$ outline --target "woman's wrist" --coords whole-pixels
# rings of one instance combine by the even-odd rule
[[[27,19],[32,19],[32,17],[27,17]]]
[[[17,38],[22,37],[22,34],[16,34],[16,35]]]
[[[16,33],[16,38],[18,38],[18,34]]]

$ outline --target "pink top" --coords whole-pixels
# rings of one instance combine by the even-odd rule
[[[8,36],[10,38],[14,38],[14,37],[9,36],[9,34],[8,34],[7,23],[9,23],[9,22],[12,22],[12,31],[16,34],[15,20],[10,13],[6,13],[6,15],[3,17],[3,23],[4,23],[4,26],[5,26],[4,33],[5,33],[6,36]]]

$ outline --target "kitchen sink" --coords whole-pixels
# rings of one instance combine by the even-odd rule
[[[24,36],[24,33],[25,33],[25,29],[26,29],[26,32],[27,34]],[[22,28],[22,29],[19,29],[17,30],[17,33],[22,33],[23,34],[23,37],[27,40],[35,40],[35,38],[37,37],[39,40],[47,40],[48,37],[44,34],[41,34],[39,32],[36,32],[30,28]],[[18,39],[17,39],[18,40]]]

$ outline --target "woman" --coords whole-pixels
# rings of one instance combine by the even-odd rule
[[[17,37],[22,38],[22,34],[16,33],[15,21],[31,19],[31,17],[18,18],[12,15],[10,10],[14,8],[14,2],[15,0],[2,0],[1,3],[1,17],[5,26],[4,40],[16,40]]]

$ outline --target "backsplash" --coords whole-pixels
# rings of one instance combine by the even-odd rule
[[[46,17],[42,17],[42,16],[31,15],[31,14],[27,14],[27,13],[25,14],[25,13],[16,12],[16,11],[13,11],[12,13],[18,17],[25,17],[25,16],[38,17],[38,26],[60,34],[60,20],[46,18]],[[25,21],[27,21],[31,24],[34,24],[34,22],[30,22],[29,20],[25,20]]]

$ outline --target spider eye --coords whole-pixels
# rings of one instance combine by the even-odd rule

═══

Problem statement: Copy the material above exactly. Include every line.

Solution:
$ outline --target "woman's wrist" --coords whole-pixels
# rings of one instance combine by the even-odd rule
[[[27,19],[32,19],[32,17],[27,17]]]
[[[17,38],[22,37],[22,34],[16,34],[16,35]]]
[[[16,33],[16,38],[18,38],[18,34]]]

$ outline --target "pink top" --coords whole-pixels
# rings of one instance combine by the even-odd rule
[[[8,36],[10,38],[14,38],[14,37],[9,36],[9,34],[8,34],[7,23],[9,23],[9,22],[12,22],[12,31],[16,34],[15,20],[10,13],[6,13],[6,15],[3,17],[3,23],[4,23],[4,26],[5,26],[4,33],[5,33],[6,36]]]

$ outline --target "kitchen sink" --coords whole-pixels
# rings of one instance combine by the even-odd rule
[[[24,36],[24,33],[25,33],[25,29],[26,29],[26,32],[27,34]],[[22,28],[22,29],[19,29],[17,30],[17,33],[22,33],[23,34],[23,37],[27,40],[35,40],[35,38],[37,37],[39,40],[47,40],[48,37],[44,34],[41,34],[39,32],[36,32],[30,28]],[[18,39],[17,39],[18,40]]]

$ outline --target "woman" --coords whole-pixels
# rings of one instance combine by the even-odd rule
[[[17,37],[22,38],[22,34],[16,33],[15,21],[31,19],[31,17],[18,18],[12,15],[10,10],[14,8],[14,2],[15,0],[2,0],[1,3],[1,17],[5,26],[4,40],[16,40]]]

$ outline --target "backsplash" --coords whole-pixels
# rings of one instance combine by the even-odd rule
[[[46,17],[42,17],[42,16],[31,15],[31,14],[27,14],[27,13],[25,14],[25,13],[16,12],[16,11],[13,11],[12,13],[18,17],[25,17],[25,16],[38,17],[38,26],[60,34],[60,20],[46,18]],[[25,21],[27,21],[31,24],[34,24],[34,22],[30,22],[29,20],[25,20]]]

$ outline --target spider eye --coords whole-pixels
# rings of one instance combine by the even-odd rule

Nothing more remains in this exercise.